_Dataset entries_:
········

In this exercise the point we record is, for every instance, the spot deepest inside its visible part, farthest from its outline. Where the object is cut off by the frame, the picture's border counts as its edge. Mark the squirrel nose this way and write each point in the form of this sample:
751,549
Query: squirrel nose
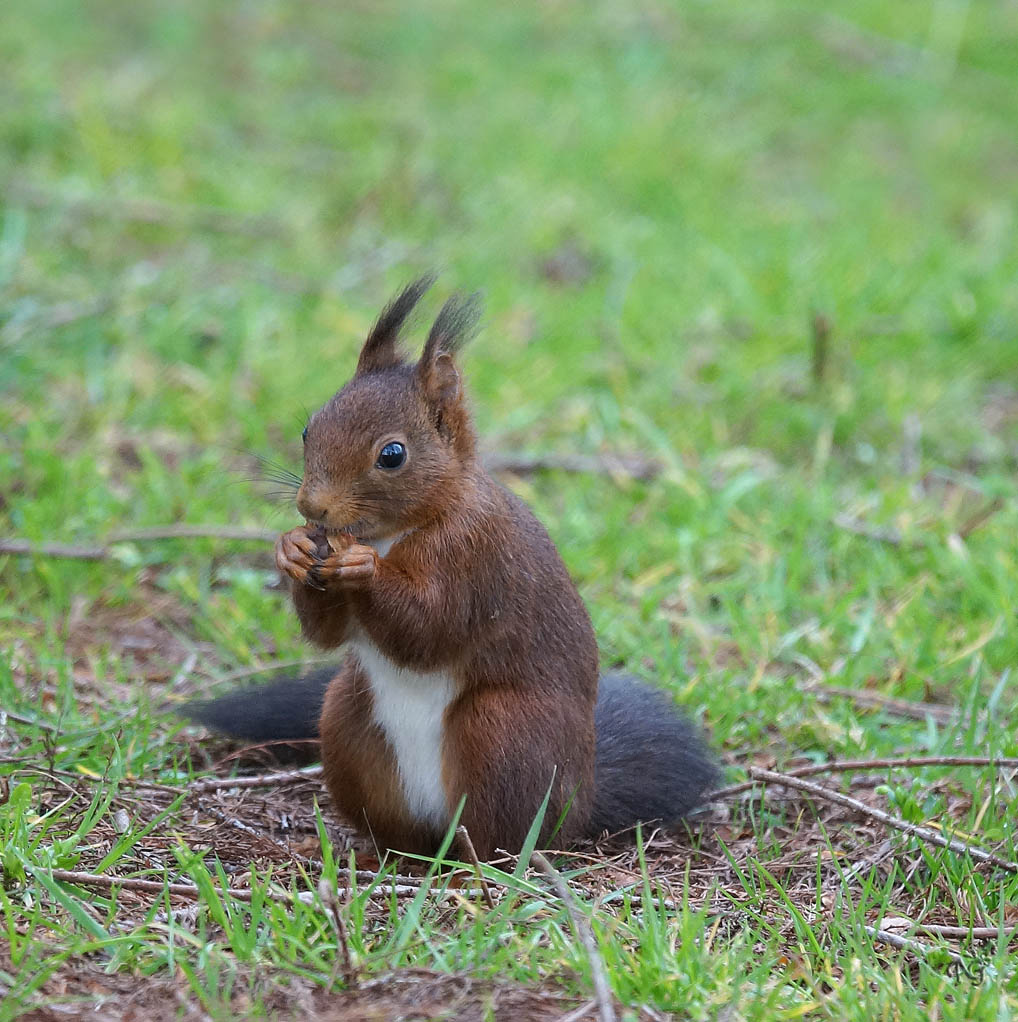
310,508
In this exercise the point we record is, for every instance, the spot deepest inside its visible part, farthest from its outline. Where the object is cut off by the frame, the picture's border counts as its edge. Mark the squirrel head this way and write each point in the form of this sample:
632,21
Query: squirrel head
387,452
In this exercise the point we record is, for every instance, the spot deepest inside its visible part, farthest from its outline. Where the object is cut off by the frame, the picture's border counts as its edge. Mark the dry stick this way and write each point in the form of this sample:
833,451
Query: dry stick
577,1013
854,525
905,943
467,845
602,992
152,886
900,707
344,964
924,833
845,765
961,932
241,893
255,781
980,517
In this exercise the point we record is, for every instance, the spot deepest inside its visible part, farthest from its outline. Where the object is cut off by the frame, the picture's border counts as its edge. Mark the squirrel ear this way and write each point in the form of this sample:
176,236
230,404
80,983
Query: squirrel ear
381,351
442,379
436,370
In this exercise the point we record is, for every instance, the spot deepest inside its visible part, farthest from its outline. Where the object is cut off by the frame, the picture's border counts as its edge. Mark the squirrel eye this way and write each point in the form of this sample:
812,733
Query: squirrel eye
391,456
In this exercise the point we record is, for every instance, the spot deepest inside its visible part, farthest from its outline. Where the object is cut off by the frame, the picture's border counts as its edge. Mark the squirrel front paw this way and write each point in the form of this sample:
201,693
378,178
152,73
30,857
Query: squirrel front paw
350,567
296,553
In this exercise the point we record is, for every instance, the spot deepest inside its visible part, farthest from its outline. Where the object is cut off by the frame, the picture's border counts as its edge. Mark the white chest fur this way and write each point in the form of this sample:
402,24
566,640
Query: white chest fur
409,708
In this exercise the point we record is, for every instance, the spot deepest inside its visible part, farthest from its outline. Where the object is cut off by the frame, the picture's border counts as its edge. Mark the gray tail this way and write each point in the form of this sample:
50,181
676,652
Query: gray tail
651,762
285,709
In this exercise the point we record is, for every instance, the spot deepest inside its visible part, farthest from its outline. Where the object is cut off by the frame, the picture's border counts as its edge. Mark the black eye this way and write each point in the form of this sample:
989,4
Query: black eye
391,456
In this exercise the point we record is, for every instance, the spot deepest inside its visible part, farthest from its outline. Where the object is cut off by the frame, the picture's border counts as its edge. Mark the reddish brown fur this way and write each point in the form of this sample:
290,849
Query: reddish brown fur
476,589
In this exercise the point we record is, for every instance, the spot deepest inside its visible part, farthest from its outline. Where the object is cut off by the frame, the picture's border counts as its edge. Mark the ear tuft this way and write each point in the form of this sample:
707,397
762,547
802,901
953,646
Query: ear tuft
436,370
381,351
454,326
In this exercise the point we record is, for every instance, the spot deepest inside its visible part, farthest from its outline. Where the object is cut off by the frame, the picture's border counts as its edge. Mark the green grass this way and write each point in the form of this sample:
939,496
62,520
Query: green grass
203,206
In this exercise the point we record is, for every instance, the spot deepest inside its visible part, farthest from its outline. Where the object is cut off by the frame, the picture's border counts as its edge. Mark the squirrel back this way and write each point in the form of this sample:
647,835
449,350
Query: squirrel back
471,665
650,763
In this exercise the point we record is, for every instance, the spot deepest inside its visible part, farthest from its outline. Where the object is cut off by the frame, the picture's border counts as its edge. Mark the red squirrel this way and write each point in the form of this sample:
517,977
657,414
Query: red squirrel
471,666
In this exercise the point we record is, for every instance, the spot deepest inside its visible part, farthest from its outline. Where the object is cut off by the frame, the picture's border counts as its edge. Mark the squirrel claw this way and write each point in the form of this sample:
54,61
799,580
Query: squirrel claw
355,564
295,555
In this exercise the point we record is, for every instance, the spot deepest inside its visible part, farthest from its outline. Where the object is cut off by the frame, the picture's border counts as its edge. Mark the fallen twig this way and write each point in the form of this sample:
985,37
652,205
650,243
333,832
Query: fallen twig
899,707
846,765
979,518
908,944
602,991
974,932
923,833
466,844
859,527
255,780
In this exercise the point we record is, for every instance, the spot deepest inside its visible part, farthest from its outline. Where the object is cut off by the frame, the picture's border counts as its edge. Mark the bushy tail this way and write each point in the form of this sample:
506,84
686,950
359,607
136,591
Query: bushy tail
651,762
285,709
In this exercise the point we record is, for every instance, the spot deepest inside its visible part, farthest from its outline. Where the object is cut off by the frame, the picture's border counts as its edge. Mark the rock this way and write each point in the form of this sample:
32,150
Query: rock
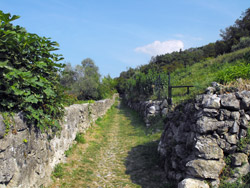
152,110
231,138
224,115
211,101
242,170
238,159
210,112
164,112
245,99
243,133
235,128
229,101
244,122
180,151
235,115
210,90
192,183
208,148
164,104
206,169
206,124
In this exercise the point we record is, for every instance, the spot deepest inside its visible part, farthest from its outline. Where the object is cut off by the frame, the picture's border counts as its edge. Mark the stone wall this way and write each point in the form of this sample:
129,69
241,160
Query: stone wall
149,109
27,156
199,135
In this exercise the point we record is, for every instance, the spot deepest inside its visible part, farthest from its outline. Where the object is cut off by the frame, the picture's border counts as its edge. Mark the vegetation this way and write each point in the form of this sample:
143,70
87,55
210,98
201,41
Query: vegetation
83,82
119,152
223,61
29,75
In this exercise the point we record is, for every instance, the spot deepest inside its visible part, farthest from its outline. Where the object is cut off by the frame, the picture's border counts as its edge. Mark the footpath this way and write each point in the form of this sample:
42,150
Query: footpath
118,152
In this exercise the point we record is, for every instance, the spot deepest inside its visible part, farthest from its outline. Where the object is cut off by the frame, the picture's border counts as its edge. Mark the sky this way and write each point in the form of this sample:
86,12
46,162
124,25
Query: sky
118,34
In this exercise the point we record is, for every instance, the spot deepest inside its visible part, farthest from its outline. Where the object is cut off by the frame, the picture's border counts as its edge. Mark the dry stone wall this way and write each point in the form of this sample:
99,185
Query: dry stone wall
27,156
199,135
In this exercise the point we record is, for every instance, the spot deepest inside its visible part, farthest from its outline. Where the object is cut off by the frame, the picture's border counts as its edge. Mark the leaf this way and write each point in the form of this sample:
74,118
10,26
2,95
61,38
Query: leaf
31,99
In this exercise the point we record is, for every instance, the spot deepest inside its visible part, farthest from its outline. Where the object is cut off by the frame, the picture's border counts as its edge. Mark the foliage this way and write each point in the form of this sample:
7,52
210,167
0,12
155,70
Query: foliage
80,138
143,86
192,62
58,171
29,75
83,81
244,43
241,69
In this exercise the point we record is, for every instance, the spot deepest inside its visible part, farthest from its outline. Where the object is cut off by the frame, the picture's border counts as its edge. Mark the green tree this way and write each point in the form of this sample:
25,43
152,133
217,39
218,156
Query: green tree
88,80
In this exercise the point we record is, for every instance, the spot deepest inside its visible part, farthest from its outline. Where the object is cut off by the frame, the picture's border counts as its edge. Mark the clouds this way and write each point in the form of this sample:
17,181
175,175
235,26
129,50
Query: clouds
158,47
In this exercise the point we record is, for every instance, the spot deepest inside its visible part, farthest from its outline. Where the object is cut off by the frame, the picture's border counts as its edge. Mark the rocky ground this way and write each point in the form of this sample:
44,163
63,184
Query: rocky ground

········

_EXERCISE_:
Return every line above exactly, omitting images.

_ANSWER SPACE_:
In this exercise the point we record is, for every instance, the spot deepest inside its visible part, farthest from its outline. Where the object is cut off by the frame, the picture's border counts as its edge. Mark the squirrel nose this way and write each point in the form of this sample:
751,549
Query: squirrel nose
310,508
In this exercise the point we record is, for every instance, the spot deepest inside its visible part, farthest from its outline. Where the object is cut off by the frame, the picture's border counts as its edge. Mark the squirrel head this way and write each point in the form of this sample:
632,21
Query: squirrel head
387,452
In this exercise the point we record is, for every instance, the spot deepest inside its visible part, farthest from its outline. Where the object is cut off by the frame, the picture's border counts as its edge. Mark the dry stick this way and write each point in the form of this sample:
833,451
Query: dry stick
577,1013
854,525
905,943
467,845
602,992
152,886
900,707
344,964
924,833
845,765
961,932
241,893
255,781
980,517
In this exercise the point we record is, for every instance, the spot deepest inside its visible part, farthest from its outline. Where the object is cut off by the frame, the picture's border counts as its edge. Mark the squirrel ear this way and write each point in the form of this sample:
176,236
230,404
80,983
Query: squirrel ear
381,351
442,379
436,370
In this exercise the point we record is, for every instance, the spot deepest inside its visible part, farthest from its outline. Where the object is cut off by the frame, the picture's border counts as its edge. Mark the squirrel eye this way and write each point in the form of this sample:
812,733
Query: squirrel eye
391,456
In this exercise the point we record is, for every instance, the spot deepest inside its visible part, farthest from its outline. Where the object is cut off by the frame, the picture's border counts as its edge. Mark the squirrel front paw this way and write each point in the form of this sample:
201,693
378,178
152,73
30,857
Query: squirrel front paw
350,567
296,553
In this exercise the point we record is, for every instance, the spot deepest inside its visible part, farthest from its outline. Where the object is cut off by the frame, the picture's border counts as its edge. Mark the white chest fur this way and write each point in the form of this sample:
402,24
566,640
Query: white chest fur
409,708
In this exercise the point we record is, for every instance, the spot deepest inside its visible part, farthest from its outline. Where the object is cut off by the frame, the picture's border counts as its edge. Mark the gray tail this way and write each point in the form of this sample:
50,181
676,652
Query: gray tail
651,762
285,709
In this exercise the point we record is, for every instance, the spot deepest inside its visible part, farthest from its outline. Where the object is cut off by the frame, the picture's border counts as its edge. Mark the black eye this way and write each point in the form of this sample:
989,4
Query: black eye
391,456
In this exercise the point we record is, for every instance, the spot deepest inside its visible part, farthest from its outline. Where the object is cut off by the frame, the picture's border counts as its edge. Mark the reddish brown fur this way and write each point in the form of this sample:
290,849
Query: reddish brown fur
476,589
In this exercise the point we record is, for every instance, the spot deepest inside its visible part, farthest from its outline. Where the object is cut off by the frame, the picture's border counts as its edge. Mark the ear tuft this way and write each point in the form of this sample:
707,397
762,547
802,901
953,646
Query: ear tuft
436,370
381,351
454,326
In this exercise the point we record is, for every instance, the spot deepest inside its visible part, farthest from its outline. Where the object is cut off by the frame, the picture's border counts as its edge. Mark the green grass this way and write each point in the form of this sample:
939,496
62,520
Query: green grass
203,206
In this exercise the point we record is, for every instance, the spot deepest inside its visible part, farthest from its outline. Where the object is cut off by the frame, the picture's border counts as its edge. Mark the squirrel back this way and write each point in the form of this sample:
647,835
449,350
Query: squirrel back
471,665
650,763
In this exercise the point we record is, for every instance, the spot deepest inside its visible part, farthest from its outline. Where the object is cut off by the frame, the picture's border counts as its edge. Mark the red squirrel this way and write each point in the form of this sample:
517,977
657,414
Query: red squirrel
471,666
In this exercise the point we record is, for every instance, the spot deepest inside its visible part, farthest from its outline. Where the object is cut off by the frame, the picture's border counts as its edge. Mark the squirrel claw this way and write each point in the form of this sample:
54,61
799,580
Query: squirrel claw
355,564
295,555
In this exercise the point we record is, for every instance, the spot deepest inside its visible part, farthest from its outline. Where the object is cut off by the frame, the picture's border counts as its edge. Mark the fallen twig this way and write each point in the form of this sample:
985,37
652,205
650,243
333,832
Query: fallen twig
899,707
846,765
979,518
908,944
602,991
974,932
923,833
466,844
859,527
255,780
In this exercise the point we record is, for every instance, the spot deepest inside its visible part, farthest from its outline. Where the object is cut off by the frame, the picture's border counts as its edge. Mark the bushy tail this way and write each point in the form of this sample:
506,84
686,950
359,607
136,591
Query: bushy tail
651,762
285,709
In this exercise the point we record is, for every instance, the spot deepest inside its visible part, farthest from its outline. Where the object is cut off by the frame, the picture's border counts as its edge. Mark the rock this way and write each point in the form of this sample:
32,150
Query: rock
152,110
231,138
224,115
211,101
242,170
238,159
210,112
164,112
245,99
243,133
235,128
229,101
244,122
180,151
235,115
210,90
192,183
208,148
164,104
206,169
206,124
In this exercise the point we record is, for every instance, the spot deepest inside its visible part, farthest from its outline. Where the object is cut off by the frame, the picture's border counts as its edge. Mark the stone wall this way and write each point in the form of this sample:
129,69
241,160
Query: stone wall
149,109
27,156
199,135
In this exercise the point we record is, for every instance, the spot deepest inside its visible part, farthest from its outline. Where the object is cut off by the frame, the picture's border counts as its edge. Mark the vegetation this way and write each point in the form of this sample:
143,70
87,55
210,98
201,41
Query: vegetation
83,82
119,152
223,61
29,75
In this exercise the point we record is, for every instance, the spot deepest inside its visible part, farthest from its outline. Where the object is cut off by the frame, the picture's border counts as its edge. Mark the footpath this way and write each point in the form of this sample:
42,150
Query: footpath
118,152
In this exercise the point we record is, for every instance, the spot deepest inside its visible part, farthest from its outline. Where the object is cut off by the frame, the picture's border counts as its edge. Mark the sky this way and write each point in the form of this sample:
86,12
46,162
124,25
Query: sky
118,34
In this exercise the point we record is, for every instance, the spot deepest inside its visible part, farthest from its outline. Where the object is cut off by the frame, the picture's border counts as its edge. Mark the dry stone wall this way and write each point in the form of this sample:
99,185
Query: dry stone wall
27,156
199,135
In this exercise the point we record is, for every instance, the spot deepest inside its visible part, farthest from its outline. Where the object is cut off by the frame, the picture's border counts as its edge. Mark the leaf this way and write each point in the form of this sample:
74,118
10,26
2,95
61,38
Query: leaf
31,99
In this exercise the point we record is, for every instance, the spot deepest inside its visible part, farthest from its outline. Where the object is cut off by the frame, the picture's border counts as its edge. Mark the foliage this way and write each point in the form of this sample:
7,52
210,167
0,12
155,70
Query: foliage
80,138
143,86
192,62
58,171
29,75
83,81
244,43
241,69
In this exercise the point we record is, for every instance, the spot deepest inside its visible part, farthest from its outline. Where the object is cut off by the frame, the picture's border counts as its edge. Mark the green tree this way and write each point in the form of this sample:
25,43
152,133
217,39
218,156
Query: green tree
88,80
In this exercise the point we record is, for every instance, the spot deepest inside its visible part, farthest from its outline. Where the object is cut off by the frame, the picture's border counts as its edge. Mark the clouds this way and write each point in the form of this sample:
17,181
175,175
235,26
129,50
Query: clouds
158,47
In this exercise the point we record is, for every instance, the spot deepest inside its visible part, farthest from its outline. Where the object is cut off by the frame, the picture's border counts as its edge. Mark the rocky ground this way and write each point in the form of this sample:
44,163
63,184
Query: rocky ground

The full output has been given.